It isn’t labor costs that explain why infrastructure costs so much in California. It’s the excessive cost of permitting and out-of-control litigation. California’s construction unions, if they want to advocate policies that will help all the workers in California, need to demand more spending on water and transportation infrastructure. At the same time, they need to demand regulatory reform so money can be spent on heavy construction instead of paying bureaucrats and litigators.
Recognize that Lowering the Cost-of-Living is Equal to Raising Pay
Increasing wages in an inflationary environment is like a cat chasing its tail. You go around and around but never get to a better place. Unions are hardly the only culprit when it comes to the causes of inflation. But with the political power they wield in Sacramento, every time there is a new proposed law or regulation, they might ask themselves “despite the short-term good for our members, how will this affect the overall cost of living?” State spending on better roads and more water infrastructure, to stick to those fundamental examples, lowers the cost of living. Better roads and more water means it is easier to build new homes. More water means less expensive water, which means row crops such as lettuce and tomatoes, along with dairy products (cows eat alfalfa), can be produced in-state at lower prices than imported products.
California’s unions could use their power to deregulate the timber industry. Loggers have been driven out of California, relocating to states like Georgia, or nations like New Zealand, where the cost of operating is far less costly—not because labor in those places is cheaper, but because regulations are more reasonable. Imagine if California’s timber industry was revived, producing 6 billion board feet a year again, like they did in the 1990s? Imagine if sawmills were back, and framing lumber could be imported from Redding instead of from British Columbia. Imagine all those union jobs for loggers and mill workers, but at the same time— imagine the cost of lumber for homes costing a fraction of what it costs today in California.

- Information supplied
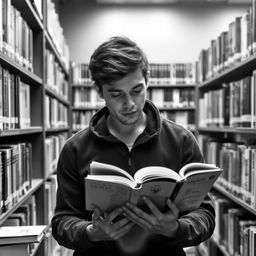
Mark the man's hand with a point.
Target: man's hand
(103, 229)
(155, 222)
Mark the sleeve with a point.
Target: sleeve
(198, 225)
(70, 218)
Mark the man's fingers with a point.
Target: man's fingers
(172, 207)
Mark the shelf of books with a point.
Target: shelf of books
(226, 133)
(34, 120)
(171, 88)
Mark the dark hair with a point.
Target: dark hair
(116, 58)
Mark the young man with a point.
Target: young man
(128, 132)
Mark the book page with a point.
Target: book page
(105, 195)
(192, 168)
(195, 189)
(97, 168)
(158, 191)
(112, 178)
(155, 172)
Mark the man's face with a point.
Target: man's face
(125, 98)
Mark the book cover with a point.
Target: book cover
(22, 234)
(108, 186)
(14, 250)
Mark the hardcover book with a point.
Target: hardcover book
(108, 187)
(22, 234)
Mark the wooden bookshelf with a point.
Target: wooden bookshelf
(229, 144)
(31, 70)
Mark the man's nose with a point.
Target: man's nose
(128, 101)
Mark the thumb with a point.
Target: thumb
(96, 214)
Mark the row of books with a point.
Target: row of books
(54, 76)
(14, 101)
(172, 73)
(53, 146)
(86, 97)
(235, 228)
(238, 162)
(38, 7)
(16, 173)
(162, 97)
(16, 39)
(56, 113)
(56, 33)
(235, 44)
(172, 98)
(81, 118)
(160, 73)
(50, 190)
(53, 248)
(234, 104)
(25, 215)
(184, 118)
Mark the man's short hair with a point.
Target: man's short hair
(116, 58)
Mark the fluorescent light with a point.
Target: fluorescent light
(137, 1)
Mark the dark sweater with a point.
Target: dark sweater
(162, 143)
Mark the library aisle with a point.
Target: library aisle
(202, 77)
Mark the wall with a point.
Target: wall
(167, 33)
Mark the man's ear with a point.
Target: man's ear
(98, 89)
(147, 77)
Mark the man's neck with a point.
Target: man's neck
(127, 133)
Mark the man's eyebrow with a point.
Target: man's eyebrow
(118, 90)
(137, 86)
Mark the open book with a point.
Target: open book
(22, 234)
(108, 186)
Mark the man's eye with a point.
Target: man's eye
(115, 94)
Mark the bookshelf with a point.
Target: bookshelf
(171, 87)
(226, 133)
(34, 114)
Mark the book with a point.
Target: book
(108, 186)
(22, 234)
(15, 250)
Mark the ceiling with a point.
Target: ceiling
(233, 2)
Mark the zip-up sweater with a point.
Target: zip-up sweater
(162, 143)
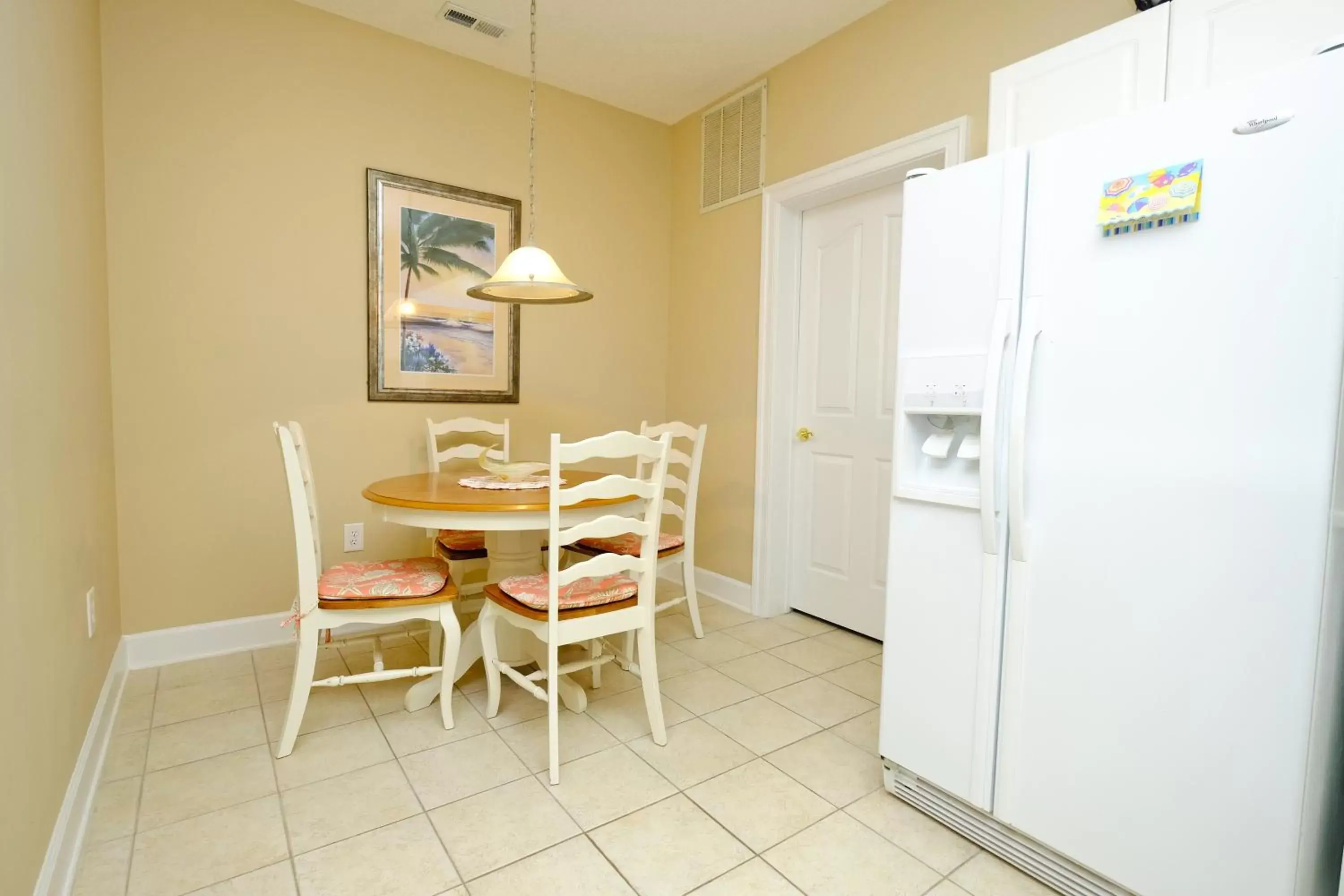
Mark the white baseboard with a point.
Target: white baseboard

- What is being asked
Please continue the piece on California unions and the cost of living, starting after its last sentence.

- Expected output
There are cases, as noted, where hundreds of thousands of union jobs can be created at the same time that the overall cost-of-living is lowered, because the jobs created are producing a long-term economic return. Water and transportation infrastructure, along with a revitalized logging industry, are examples of this. The high speed rail project as it is currently envisioned in California, on the other hand, has the precise opposite effect. It is a long-term economic drain.
California has created a regulatory environment that, in every way, has priced people out of the ability to make a living. Home prices are out of reach, because inadequate roads and supplies of water to facilitate home building, in addition to the price of lumber and other building materials, make the cost of homes far higher there than in other parts of the country. All of this can be fixed, and unions in California can take the lead in fixing it.
Lorena Gonzalez and the labor movement she is taking over must ask themselves: Do we want to continue on a path that suits our membership, but destroys opportunities for everyone else who is trying to run a small business or manage a household in California, or do we want to confront some tough questions and get out of our comfort zone?
Editor’s note: a version of this article first appeared on the website of the California Globe.